TASK TO CARRY OUT:
Once you have reviewed the listing below, restate it word for word.

....

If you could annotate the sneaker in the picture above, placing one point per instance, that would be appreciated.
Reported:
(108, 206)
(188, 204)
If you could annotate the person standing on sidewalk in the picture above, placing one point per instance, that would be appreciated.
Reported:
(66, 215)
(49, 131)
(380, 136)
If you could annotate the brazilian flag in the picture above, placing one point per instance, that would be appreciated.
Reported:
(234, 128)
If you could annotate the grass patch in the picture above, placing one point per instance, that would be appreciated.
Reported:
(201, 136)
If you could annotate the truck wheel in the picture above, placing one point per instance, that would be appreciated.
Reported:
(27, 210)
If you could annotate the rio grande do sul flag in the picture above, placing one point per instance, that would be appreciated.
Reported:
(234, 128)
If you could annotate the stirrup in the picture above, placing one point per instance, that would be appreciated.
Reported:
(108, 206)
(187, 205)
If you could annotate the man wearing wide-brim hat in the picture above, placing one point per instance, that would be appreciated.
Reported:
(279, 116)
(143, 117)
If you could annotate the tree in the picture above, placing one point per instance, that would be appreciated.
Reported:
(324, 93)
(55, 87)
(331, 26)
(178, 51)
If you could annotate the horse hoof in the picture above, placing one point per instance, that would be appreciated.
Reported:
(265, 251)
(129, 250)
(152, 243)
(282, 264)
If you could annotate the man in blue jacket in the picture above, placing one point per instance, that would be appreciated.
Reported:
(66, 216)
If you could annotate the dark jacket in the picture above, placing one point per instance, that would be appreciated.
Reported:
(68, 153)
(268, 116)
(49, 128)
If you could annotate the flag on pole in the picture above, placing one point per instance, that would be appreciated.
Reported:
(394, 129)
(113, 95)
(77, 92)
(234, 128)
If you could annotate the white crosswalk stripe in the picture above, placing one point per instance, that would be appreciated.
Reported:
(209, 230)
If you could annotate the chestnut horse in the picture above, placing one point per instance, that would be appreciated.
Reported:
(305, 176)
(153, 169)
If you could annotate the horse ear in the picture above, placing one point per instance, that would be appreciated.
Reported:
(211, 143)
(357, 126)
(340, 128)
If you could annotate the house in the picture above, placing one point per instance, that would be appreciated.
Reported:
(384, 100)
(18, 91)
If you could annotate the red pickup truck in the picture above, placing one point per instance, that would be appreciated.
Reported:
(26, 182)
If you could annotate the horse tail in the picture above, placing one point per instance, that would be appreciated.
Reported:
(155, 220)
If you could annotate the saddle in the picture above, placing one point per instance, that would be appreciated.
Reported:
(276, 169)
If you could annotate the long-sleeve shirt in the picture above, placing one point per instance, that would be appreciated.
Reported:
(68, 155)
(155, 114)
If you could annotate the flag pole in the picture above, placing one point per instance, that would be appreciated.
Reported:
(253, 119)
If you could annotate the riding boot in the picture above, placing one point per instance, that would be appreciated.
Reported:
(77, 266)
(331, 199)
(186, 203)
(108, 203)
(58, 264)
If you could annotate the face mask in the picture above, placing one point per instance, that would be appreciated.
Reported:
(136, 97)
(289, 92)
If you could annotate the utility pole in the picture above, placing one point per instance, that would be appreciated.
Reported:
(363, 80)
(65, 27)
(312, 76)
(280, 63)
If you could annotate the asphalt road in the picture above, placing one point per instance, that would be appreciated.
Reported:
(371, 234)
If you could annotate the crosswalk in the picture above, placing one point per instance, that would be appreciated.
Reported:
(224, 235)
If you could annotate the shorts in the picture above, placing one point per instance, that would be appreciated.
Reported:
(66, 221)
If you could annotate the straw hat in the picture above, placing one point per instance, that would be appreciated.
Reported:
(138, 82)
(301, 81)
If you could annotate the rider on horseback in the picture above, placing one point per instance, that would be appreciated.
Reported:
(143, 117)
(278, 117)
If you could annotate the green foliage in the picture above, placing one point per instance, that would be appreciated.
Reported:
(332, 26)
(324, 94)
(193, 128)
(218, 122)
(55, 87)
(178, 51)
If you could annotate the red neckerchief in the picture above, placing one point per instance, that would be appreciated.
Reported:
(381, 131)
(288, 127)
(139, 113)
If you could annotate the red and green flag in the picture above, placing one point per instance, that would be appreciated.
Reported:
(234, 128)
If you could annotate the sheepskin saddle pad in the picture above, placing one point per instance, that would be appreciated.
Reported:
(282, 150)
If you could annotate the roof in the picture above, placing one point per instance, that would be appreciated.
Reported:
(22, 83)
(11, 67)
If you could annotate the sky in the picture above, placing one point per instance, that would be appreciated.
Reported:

....

ANSWER SECTION:
If you could annotate the sneaker in the picture above, placing one point per instance, that would be appreciated.
Reported:
(108, 206)
(188, 204)
If you could annotate the person standing on sidewalk in the picture above, placing one point per instance, that would be appreciated.
Reported:
(66, 215)
(49, 131)
(380, 136)
If you could annotate the brazilian flag in the picture above, placing one point per instance, that would be appreciated.
Reported:
(234, 128)
If you could annotate the grass patch in the picture above, placing one point per instance, that would be appreciated.
Reported:
(201, 136)
If you could annotate the truck wheel in the picture above, placing one point per instance, that would be appreciated.
Reported:
(27, 210)
If you could annotate the rio grande do sul flag in the picture above, placing one point per instance, that would be appreciated.
Reported:
(234, 128)
If you could annotate the stirrup in the picture above, placing one point per instance, that would be appreciated.
Reported:
(108, 206)
(187, 205)
If you could annotate the man wearing wide-brim hat in the picture above, placing one point per instance, that would be appreciated.
Reported:
(279, 116)
(143, 117)
If you could annotate the tree in the picture above, placing one point per instance, that would be appreciated.
Reported:
(324, 93)
(55, 87)
(331, 26)
(178, 51)
If you could annotate the horse hoof in the picture above, placing one point per instance, that would be appreciated.
Reported:
(265, 251)
(129, 250)
(152, 243)
(282, 264)
If you could annotate the man in blue jacket in the picture above, placing one point per instance, that would be appreciated.
Reported:
(66, 216)
If you could annotate the dark jacket in the picture above, placing one point per instance, that would be appreciated.
Reported:
(68, 153)
(268, 116)
(49, 128)
If you could annotate the flag on pole in the picture above, placing one point per instance, that would be appreciated.
Reported:
(394, 129)
(113, 95)
(77, 92)
(234, 128)
If you could annotate the white crosswalk stripe in the picture above, placing one point per instance, that would be appreciated.
Reported:
(209, 230)
If you could annotate the chestnut horse in the picture above, placing one point per instance, that would be appreciated.
Reported:
(305, 176)
(153, 169)
If you could annotate the horse ear in the picture above, placing one point per instance, that would be appreciated.
Reported:
(211, 143)
(357, 126)
(340, 128)
If you could annotate the house in the picture above, placing one point per instance, that would be appreciated.
Reported:
(384, 100)
(18, 91)
If you could annotate the red pickup truck in the picture above, placing one point per instance, that would be appreciated.
Reported:
(26, 182)
If you could annotate the horse tail in the picture above, placing one point per instance, that would be appreciated.
Reported:
(155, 220)
If you could annotate the saddle in the picture above, placing one point per instance, that would be appreciated.
Reported:
(276, 169)
If you could annotate the long-sleeve shirt in the picture above, placing one point per instance, that would be appreciated.
Reported:
(68, 155)
(155, 114)
If you could annotate the flag pole in the picture above, placing one point per instance, that would be appreciated.
Reported:
(253, 119)
If you could annotate the riding boot in the picture above, placing one point per instance, that would be appreciated.
Reported:
(77, 266)
(331, 199)
(186, 203)
(108, 203)
(58, 264)
If you could annotate the face mask in the picture above, placing one point per instance, that would be appreciated.
Reported:
(136, 97)
(289, 92)
If you could annotate the utility pole in the picture above, placing one point per instance, that would be appreciated.
Reported:
(363, 80)
(65, 27)
(312, 76)
(280, 63)
If you could annotate the asphalt road in the picture above, placing one point per instance, that would be appreciated.
Reported:
(371, 234)
If you could annotate the crosswalk in the picture above, placing one point per instance, that would be appreciated.
Reported:
(224, 235)
If you could annotate the shorts in the picture above, placing one point per instance, that would be appreciated.
Reported:
(66, 221)
If you could annotate the straw hat in the picture above, placing one point per instance, that would be appreciated.
Reported:
(138, 82)
(301, 81)
If you could annotate the rider on horseback in the picture above, placing one point per instance, that would be appreciated.
Reported:
(143, 117)
(278, 117)
If you could annotate the green foliage in the picture above, placing one point per instance, that would be appreciated.
Reported:
(332, 26)
(324, 94)
(193, 128)
(218, 122)
(55, 87)
(178, 51)
If you could annotate the red neckerchief in the picture above, placing one point per instance, that would be appreciated.
Reported:
(381, 131)
(288, 127)
(139, 113)
If you could annotate the red and green flag in the picture above, placing one point per instance, that would be appreciated.
Reported:
(234, 128)
If you could annotate the sheepskin saddle pad in the picture above, placing one point per instance, that would be appreciated.
Reported:
(282, 150)
If you could annotate the roof in the picture above, placing one point per instance, that would be appreciated.
Reported:
(22, 83)
(11, 67)
If you could annotate the sky in the picture above, placing one point per instance, that would be appreciated.
Reported:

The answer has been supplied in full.